▶ Excerpted text
┌────────
Creating a voicemail system with Amazon Connect 3/3

This is part 3 of a 3 part series

In our previous posts, we saw how we can work-around Amazon Connect’s lack of built-in voicemail functionality.

First, we found a way to let us record calls without involving a human agent. Our system is able to ask a caller to leave a message, then the recording of the call is dropped into an S3 bucket.

Part 2 showed how we could process the recording file with a lambda function to get useful details about the call and notify us via SNS.

In this post, we’ll discuss some issues with the implementation so far, and show some ways to further improve it.

Agent Availability

Although we’ve demonstrated a working voicemail solution, the whole thing depends on our voicemail agent answering calls for us. This is only possible when the agent is logged in and set as available within Amazon Connect’s Control Panel.

Using the methods we’ve shown so far, once the agent has taken its first voicemail call, the system will put it into an ‘After Call Work’ state. At this point, any new calls we try to transfer to the agent will be put on hold indefinitely until we take manual action to set the agent back to available.
└────────
(Dataset items)
┌────────
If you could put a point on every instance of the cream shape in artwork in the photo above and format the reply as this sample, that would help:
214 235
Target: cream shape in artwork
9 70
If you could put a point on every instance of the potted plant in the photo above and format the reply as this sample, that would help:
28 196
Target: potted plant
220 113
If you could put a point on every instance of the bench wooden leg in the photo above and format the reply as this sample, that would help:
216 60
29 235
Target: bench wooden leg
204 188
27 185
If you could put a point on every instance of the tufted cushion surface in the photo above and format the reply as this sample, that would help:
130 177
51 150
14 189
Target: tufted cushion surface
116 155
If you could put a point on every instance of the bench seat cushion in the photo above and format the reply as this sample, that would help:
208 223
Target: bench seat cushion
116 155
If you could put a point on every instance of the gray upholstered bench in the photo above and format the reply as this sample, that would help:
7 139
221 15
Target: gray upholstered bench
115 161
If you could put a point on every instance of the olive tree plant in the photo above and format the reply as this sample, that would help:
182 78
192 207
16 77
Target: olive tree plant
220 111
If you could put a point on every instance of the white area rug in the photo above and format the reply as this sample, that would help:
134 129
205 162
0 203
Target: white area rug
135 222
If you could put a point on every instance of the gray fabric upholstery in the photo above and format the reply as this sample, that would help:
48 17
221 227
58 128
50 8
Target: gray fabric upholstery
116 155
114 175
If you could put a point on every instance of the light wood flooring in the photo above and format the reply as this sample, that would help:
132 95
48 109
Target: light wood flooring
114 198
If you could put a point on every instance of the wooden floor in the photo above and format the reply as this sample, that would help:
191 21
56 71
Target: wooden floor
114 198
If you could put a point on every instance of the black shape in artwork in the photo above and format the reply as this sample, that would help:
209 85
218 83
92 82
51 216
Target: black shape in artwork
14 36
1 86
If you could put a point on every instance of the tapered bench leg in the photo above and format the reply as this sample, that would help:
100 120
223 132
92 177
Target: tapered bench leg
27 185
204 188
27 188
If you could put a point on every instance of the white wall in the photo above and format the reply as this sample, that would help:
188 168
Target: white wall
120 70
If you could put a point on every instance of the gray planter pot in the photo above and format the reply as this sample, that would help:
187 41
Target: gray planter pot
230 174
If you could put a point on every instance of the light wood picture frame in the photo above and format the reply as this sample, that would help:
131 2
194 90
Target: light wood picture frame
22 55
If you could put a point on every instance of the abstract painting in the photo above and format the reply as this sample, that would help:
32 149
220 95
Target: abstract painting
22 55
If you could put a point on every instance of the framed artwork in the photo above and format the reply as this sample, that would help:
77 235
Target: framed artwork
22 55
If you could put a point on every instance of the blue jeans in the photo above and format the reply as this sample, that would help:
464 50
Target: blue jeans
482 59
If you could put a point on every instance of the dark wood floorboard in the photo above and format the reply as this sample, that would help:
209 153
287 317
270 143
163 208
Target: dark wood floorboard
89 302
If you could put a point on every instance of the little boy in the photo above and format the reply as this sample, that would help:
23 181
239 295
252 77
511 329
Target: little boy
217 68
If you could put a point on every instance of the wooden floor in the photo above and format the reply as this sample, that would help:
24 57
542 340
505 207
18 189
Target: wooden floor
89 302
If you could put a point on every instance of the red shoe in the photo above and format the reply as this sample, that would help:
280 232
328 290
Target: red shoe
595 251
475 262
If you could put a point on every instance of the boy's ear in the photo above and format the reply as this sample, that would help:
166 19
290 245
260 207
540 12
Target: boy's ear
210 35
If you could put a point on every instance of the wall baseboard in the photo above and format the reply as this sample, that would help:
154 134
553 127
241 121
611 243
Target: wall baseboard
└────────
▶ Problems
[1] Duplicate the passage of the Amazon Connect voicemail post between "Part 2 showed" and "back to available.", inclusive.
[2] Format the lines of the rows, from the line holding "of the little" through the last line of the rows, as a Markdown table with the columns Nr and Line, leaving out blank lines.

▶ Complete answers
[1]
Part 2 showed how we could process the recording file with a lambda function to get useful details about the call and notify us via SNS.

In this post, we’ll discuss some issues with the implementation so far, and show some ways to further improve it.

Agent Availability

Although we’ve demonstrated a working voicemail solution, the whole thing depends on our voicemail agent answering calls for us. This is only possible when the agent is logged in and set as available within Amazon Connect’s Control Panel.

Using the methods we’ve shown so far, once the agent has taken its first voicemail call, the system will put it into an ‘After Call Work’ state. At this point, any new calls we try to transfer to the agent will be put on hold indefinitely until we take manual action to set the agent back to available.

[2]
| Nr | Line |
|---|---|
| 1 | If you could put a point on every instance of the little boy in the photo above and format the reply as this sample, that would help: |
| 2 | 23 181 |
| 3 | 239 295 |
| 4 | 252 77 |
| 5 | 511 329 |
| 6 | Target: little boy |
| 7 | 217 68 |
| 8 | If you could put a point on every instance of the wooden floor in the photo above and format the reply as this sample, that would help: |
| 9 | 24 57 |
| 10 | 542 340 |
| 11 | 505 207 |
| 12 | 18 189 |
| 13 | Target: wooden floor |
| 14 | 89 302 |
| 15 | If you could put a point on every instance of the red shoe in the photo above and format the reply as this sample, that would help: |
| 16 | 280 232 |
| 17 | 328 290 |
| 18 | Target: red shoe |
| 19 | 595 251 |
| 20 | 475 262 |
| 21 | If you could put a point on every instance of the boy's ear in the photo above and format the reply as this sample, that would help: |
| 22 | 166 19 |
| 23 | 290 245 |
| 24 | 260 207 |
| 25 | 540 12 |
| 26 | Target: boy's ear |
| 27 | 210 35 |
| 28 | If you could put a point on every instance of the wall baseboard in the photo above and format the reply as this sample, that would help: |
| 29 | 154 134 |
| 30 | 553 127 |
| 31 | 241 121 |
| 32 | 611 243 |
| 33 | Target: wall baseboard |